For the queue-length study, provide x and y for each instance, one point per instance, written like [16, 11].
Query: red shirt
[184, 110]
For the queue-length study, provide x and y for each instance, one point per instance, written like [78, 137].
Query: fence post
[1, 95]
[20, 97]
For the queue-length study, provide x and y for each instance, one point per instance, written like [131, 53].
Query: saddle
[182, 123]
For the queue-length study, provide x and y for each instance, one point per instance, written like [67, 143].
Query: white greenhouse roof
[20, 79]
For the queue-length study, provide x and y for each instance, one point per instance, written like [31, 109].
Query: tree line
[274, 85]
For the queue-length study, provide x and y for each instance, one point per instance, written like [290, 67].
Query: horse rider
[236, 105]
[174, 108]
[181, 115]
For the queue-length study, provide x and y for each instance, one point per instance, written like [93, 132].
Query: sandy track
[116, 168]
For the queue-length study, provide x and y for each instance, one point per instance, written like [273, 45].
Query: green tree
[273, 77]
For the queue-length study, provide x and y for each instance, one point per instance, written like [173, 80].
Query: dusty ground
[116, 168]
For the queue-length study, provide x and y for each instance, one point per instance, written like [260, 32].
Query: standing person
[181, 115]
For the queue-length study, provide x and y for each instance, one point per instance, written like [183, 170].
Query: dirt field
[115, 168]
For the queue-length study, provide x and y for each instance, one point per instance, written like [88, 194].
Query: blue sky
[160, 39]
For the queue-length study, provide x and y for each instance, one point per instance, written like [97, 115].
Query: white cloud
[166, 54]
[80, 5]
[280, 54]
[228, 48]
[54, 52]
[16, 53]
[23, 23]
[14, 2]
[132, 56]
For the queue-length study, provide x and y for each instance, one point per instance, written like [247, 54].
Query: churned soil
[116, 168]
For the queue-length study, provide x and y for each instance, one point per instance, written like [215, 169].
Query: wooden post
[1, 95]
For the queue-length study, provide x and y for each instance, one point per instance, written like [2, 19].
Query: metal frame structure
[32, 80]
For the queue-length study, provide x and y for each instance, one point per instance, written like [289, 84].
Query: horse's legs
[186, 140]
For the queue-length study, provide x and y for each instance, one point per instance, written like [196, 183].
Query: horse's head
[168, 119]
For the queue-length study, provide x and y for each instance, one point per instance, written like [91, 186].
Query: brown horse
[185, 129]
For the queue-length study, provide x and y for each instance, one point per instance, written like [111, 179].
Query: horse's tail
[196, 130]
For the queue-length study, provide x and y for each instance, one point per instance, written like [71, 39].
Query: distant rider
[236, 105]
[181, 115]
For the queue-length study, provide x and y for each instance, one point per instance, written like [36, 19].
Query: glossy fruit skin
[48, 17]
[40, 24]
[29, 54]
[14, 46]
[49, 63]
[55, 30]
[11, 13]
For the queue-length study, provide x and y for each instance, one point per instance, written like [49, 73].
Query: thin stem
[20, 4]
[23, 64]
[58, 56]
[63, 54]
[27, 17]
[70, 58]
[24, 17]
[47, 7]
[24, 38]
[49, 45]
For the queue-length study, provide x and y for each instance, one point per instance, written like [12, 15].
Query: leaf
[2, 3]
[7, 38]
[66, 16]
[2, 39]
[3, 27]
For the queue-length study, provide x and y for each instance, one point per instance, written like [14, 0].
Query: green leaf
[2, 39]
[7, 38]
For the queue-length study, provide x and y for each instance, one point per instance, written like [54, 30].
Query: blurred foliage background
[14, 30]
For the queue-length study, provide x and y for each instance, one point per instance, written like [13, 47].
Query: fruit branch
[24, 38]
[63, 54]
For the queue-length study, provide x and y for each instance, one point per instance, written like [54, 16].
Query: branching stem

###

Exercise instructions | Reproduce the data shown above exactly.

Exercise answer |
For the queue-length study, provide x and y for each instance, one point per instance, written like [16, 11].
Query: red shirt
[184, 110]
For the queue-length study, provide x and y for each instance, one point per instance, written like [78, 137].
Query: fence post
[1, 95]
[20, 97]
For the queue-length study, provide x and y for each instance, one point per instance, written like [131, 53].
Query: saddle
[182, 123]
For the queue-length study, provide x and y for each instance, one point per instance, written like [67, 143].
Query: white greenhouse roof
[20, 79]
For the queue-length study, provide x and y for each instance, one point per instance, written like [31, 109].
Query: tree line
[274, 85]
For the queue-length study, provide x and y for each instance, one point per instance, written like [290, 67].
Query: horse rider
[236, 105]
[174, 108]
[181, 115]
For the queue-length study, provide x and y for each instance, one point per instance, written like [93, 132].
Query: sandy track
[116, 168]
For the queue-length study, provide x and y for each instance, one point per instance, written like [273, 45].
Query: green tree
[273, 77]
For the queue-length study, provide x and y for each instance, one point per instance, written like [173, 80].
Query: dusty ground
[116, 168]
For the queue-length study, provide x and y for each instance, one point per instance, written like [260, 32].
Query: standing person
[181, 115]
For the queue-length study, provide x and y for each instance, one point per instance, written like [183, 170].
Query: dirt field
[115, 168]
For the queue-length study, provide x and y for each instance, one point per instance, written like [88, 194].
Query: blue sky
[160, 39]
For the queue-length study, provide x and y for each instance, one point per instance, written like [97, 115].
Query: white cloud
[166, 54]
[80, 5]
[280, 54]
[228, 48]
[54, 52]
[16, 53]
[23, 23]
[14, 2]
[132, 56]
For the queue-length study, provide x and y for each instance, one point per instance, written like [247, 54].
Query: churned soil
[116, 168]
For the queue-length study, provide x and y for each instance, one point per instance, written like [215, 169].
Query: wooden post
[1, 95]
For the queue-length study, provide x and y for each instance, one point per instance, written like [2, 19].
Query: metal frame structure
[32, 80]
For the queue-length study, provide x and y for each instance, one point per instance, written like [289, 84].
Query: horse's legs
[186, 140]
For the queue-length study, provide x and y for each instance, one point per instance, written like [196, 183].
Query: horse's head
[168, 119]
For the queue-length study, provide x and y for each instance, one point per instance, written like [91, 186].
Query: brown horse
[185, 129]
For the queue-length study, provide x and y for each instance, one point per instance, written like [111, 179].
Query: horse's tail
[196, 130]
For the queue-length study, provide x and y for each instance, one point per instance, written like [71, 39].
Query: distant rider
[236, 105]
[181, 115]
For the queue-length study, provide x and y for each instance, one point per instance, written like [36, 19].
Query: glossy fruit skin
[48, 17]
[40, 24]
[29, 54]
[14, 46]
[49, 63]
[55, 30]
[11, 13]
For the queue-length study, provide x and y for each instance, one point per instance, written like [49, 73].
Query: thin stem
[20, 4]
[23, 64]
[58, 56]
[63, 54]
[27, 17]
[70, 58]
[24, 17]
[47, 7]
[24, 38]
[49, 45]
For the queue-length study, provide x and y for each instance, one point per instance, written like [12, 15].
Query: leaf
[2, 3]
[7, 38]
[66, 16]
[2, 39]
[3, 27]
For the queue-length study, provide x and y for each instance, one point per instance, written like [14, 0].
Query: green leaf
[2, 39]
[7, 38]
For the queue-length study, provide x and y for each instance, one point per instance, written like [54, 30].
Query: blurred foliage background
[14, 30]
For the queue-length study, provide x and y for each instance, one point per instance, written like [13, 47].
Query: fruit branch
[24, 38]
[63, 54]
For the queue-length study, provide x and y for each instance, one point per instance, written like [54, 16].
Query: branching stem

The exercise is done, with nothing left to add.